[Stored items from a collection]
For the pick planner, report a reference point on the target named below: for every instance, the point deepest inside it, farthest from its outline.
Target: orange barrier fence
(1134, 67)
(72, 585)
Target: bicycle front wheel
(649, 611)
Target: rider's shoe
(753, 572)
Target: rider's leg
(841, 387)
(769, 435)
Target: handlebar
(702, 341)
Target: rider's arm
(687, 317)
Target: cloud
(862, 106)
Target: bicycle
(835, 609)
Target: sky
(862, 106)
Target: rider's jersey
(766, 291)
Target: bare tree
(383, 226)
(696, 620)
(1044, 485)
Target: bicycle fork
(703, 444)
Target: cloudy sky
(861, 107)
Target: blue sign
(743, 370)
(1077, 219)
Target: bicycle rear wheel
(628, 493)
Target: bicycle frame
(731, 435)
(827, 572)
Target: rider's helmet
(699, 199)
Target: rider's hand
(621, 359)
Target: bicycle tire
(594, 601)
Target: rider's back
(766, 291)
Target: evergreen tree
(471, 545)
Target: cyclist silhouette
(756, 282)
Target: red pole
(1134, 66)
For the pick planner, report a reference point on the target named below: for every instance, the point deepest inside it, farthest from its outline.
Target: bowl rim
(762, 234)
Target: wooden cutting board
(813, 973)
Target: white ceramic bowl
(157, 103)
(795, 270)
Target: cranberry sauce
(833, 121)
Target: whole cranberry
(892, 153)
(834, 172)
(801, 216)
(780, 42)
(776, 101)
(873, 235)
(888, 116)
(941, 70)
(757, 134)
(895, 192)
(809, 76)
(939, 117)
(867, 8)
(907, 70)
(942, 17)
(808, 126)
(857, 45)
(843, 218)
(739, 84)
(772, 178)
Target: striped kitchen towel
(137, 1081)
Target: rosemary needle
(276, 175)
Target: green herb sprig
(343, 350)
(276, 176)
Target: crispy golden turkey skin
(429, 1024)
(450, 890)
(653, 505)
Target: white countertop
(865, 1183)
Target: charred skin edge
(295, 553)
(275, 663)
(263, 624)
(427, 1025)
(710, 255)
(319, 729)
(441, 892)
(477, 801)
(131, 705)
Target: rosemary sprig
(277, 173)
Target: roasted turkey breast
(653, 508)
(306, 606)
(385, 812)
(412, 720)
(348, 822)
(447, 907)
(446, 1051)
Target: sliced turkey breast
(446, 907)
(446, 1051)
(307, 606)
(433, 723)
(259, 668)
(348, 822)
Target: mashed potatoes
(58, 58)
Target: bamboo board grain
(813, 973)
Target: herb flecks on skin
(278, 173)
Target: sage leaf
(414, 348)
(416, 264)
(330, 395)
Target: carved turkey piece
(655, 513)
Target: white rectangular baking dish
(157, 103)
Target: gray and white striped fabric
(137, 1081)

Written request:
Quote every line of the data, word for word.

Written answer:
For the pick planner, report a reference point on the target named below: for every instance, the point deepest inside it, farthest from its outline.
Target: orange barrier fence
(1134, 67)
(72, 585)
Target: bicycle front wheel
(649, 611)
Target: rider's shoe
(753, 572)
Target: rider's leg
(841, 387)
(769, 435)
Target: handlebar
(702, 341)
Target: rider's arm
(687, 317)
Target: cloud
(862, 106)
Target: bicycle
(835, 609)
Target: sky
(862, 106)
Target: rider's jersey
(766, 291)
Target: bare tree
(383, 226)
(696, 620)
(1044, 485)
Target: bicycle fork
(703, 444)
Target: cloudy sky
(861, 107)
Target: blue sign
(743, 370)
(1077, 219)
Target: bicycle rear wheel
(628, 493)
Target: bicycle frame
(731, 435)
(827, 572)
Target: rider's helmet
(699, 199)
Target: rider's hand
(621, 359)
Target: bicycle tire
(594, 601)
Target: rider's back
(766, 291)
Target: evergreen tree
(471, 545)
Target: cyclist silhouette
(756, 282)
Target: red pole
(1134, 66)
For the pick planner, report a reference point on the target named below: for every instance, the point deepest inside it, farthest from its outline.
Target: bowl rim
(762, 234)
Target: wooden cutting board
(813, 973)
Target: white ceramic bowl
(157, 103)
(795, 270)
Target: cranberry sauce
(833, 121)
Target: whole cranberry
(892, 153)
(834, 172)
(801, 216)
(780, 42)
(776, 101)
(873, 235)
(888, 116)
(941, 70)
(757, 134)
(895, 192)
(809, 76)
(939, 117)
(867, 8)
(907, 70)
(942, 17)
(808, 126)
(857, 45)
(843, 218)
(739, 84)
(772, 178)
Target: striped kitchen towel
(137, 1081)
Target: rosemary needle
(276, 175)
Target: green herb sprig
(343, 350)
(276, 176)
Target: crispy golden turkey skin
(429, 1024)
(450, 890)
(653, 505)
Target: white countertop
(865, 1183)
Target: charred skin edge
(295, 553)
(275, 663)
(263, 624)
(427, 1025)
(710, 255)
(319, 729)
(441, 892)
(477, 801)
(131, 705)
Target: rosemary sprig
(277, 173)
Target: roasted turkey breast
(653, 508)
(306, 606)
(385, 812)
(412, 720)
(348, 822)
(447, 907)
(446, 1051)
Target: sliced turkey breast
(446, 907)
(446, 1051)
(307, 606)
(433, 723)
(259, 668)
(348, 822)
Target: mashed potatoes
(58, 58)
Target: bamboo board grain
(813, 973)
Target: herb flecks on skin
(278, 173)
Target: sage leaf
(414, 348)
(416, 264)
(330, 395)
Target: carved turkey piece
(655, 513)
Target: white rectangular baking dish
(157, 103)
Target: gray and white striped fabric
(137, 1081)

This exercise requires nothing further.